TASK BRIEF -
Transcribe every entry word for word, leaving out all images.

RECORDS SHOWN -

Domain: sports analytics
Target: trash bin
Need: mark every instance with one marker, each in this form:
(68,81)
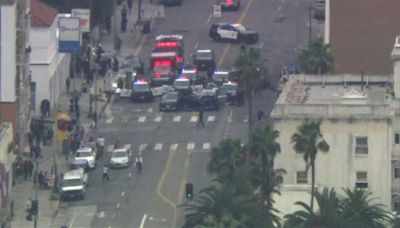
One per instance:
(146,27)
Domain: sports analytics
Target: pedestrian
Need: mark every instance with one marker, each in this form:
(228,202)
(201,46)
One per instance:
(30,168)
(130,2)
(105,173)
(68,84)
(201,117)
(260,115)
(139,162)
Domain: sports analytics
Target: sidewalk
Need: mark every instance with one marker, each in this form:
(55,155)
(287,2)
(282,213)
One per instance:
(24,189)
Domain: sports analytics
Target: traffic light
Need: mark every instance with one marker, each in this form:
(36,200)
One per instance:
(35,207)
(189,190)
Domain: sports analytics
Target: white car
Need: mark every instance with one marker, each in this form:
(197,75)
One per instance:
(121,157)
(88,154)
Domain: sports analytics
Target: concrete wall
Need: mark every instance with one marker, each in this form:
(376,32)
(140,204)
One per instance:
(49,68)
(8,53)
(338,167)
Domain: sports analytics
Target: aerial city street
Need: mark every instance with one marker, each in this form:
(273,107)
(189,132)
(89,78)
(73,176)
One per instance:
(199,113)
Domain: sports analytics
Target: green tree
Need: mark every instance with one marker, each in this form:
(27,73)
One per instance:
(228,156)
(316,59)
(252,72)
(329,214)
(358,206)
(264,147)
(308,140)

ANSWER IN FULL -
Domain: sports analytics
Target: trash bin
Need: mark every instance with one marker, each in this form:
(68,81)
One per instance:
(146,27)
Domain: sports analytics
Target: pedestrian
Need: mark every instance with one marker, each in this form:
(228,202)
(201,46)
One per instance:
(30,168)
(130,2)
(105,173)
(68,84)
(201,117)
(260,115)
(139,162)
Domain: sports analytics
Target: sidewalk
Need: mark every instance with one marker, each in this form:
(55,155)
(287,2)
(282,213)
One per instance:
(24,189)
Domain: sports analytics
Target: traffic light
Need: mark every instance with one marker, each in this form:
(36,200)
One per instance:
(35,207)
(189,190)
Domain: sports analytics
Target: white car
Need: mark every instance with one marker, each in this form:
(197,75)
One per instance:
(121,157)
(88,154)
Domain: sports analytics
Target: concrete wall
Need: mark every instance with one marker, each in this form:
(376,32)
(140,204)
One per instance:
(49,68)
(8,53)
(338,167)
Domain: sports analytics
Target: aerial city street
Need: mark every instance with one marker, each in this form:
(273,107)
(189,132)
(89,78)
(73,176)
One per instance:
(199,113)
Domain: sports analytics
Target: green tree
Need: mark every instance with one marker, each in this form:
(27,73)
One per instance:
(228,156)
(316,59)
(252,72)
(329,214)
(358,206)
(264,147)
(308,140)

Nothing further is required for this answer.